(Segmentation annotation records)
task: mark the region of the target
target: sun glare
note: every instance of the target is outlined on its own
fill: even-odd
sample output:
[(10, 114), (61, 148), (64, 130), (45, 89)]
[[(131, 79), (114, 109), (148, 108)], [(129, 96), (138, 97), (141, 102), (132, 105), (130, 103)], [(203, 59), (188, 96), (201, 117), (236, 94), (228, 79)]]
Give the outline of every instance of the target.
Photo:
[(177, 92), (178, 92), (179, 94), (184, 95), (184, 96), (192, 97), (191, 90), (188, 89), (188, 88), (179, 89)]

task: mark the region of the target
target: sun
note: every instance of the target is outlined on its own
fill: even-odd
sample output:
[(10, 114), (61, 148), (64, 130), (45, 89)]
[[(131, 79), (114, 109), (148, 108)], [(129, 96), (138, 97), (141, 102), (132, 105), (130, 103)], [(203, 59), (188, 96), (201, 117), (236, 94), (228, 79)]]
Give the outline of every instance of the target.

_What you have to do_
Reproduce every line of the records above verbatim, without any changes.

_Written answer_
task: mark the region of the target
target: sun glare
note: every instance of the target is outlined on its own
fill: even-odd
sample output:
[(10, 114), (61, 148), (64, 130), (45, 89)]
[[(131, 79), (114, 109), (148, 108)], [(129, 96), (138, 97), (141, 102), (132, 105), (130, 103)], [(203, 59), (188, 96), (201, 117), (236, 94), (228, 79)]]
Give the outline of every instance of the target.
Photo:
[(177, 92), (178, 92), (179, 94), (184, 95), (184, 96), (192, 97), (191, 90), (188, 89), (188, 88), (179, 89)]

task: mark the region of the target
target: sun
note: every instance of the target is outlined on its own
fill: even-odd
sample output:
[(10, 114), (61, 148), (64, 130), (45, 89)]
[[(131, 79), (114, 109), (148, 108)], [(129, 96), (138, 97), (141, 102), (132, 105), (130, 103)], [(203, 59), (188, 96), (201, 117), (236, 94), (228, 79)]]
Give the outline of every instance of the target.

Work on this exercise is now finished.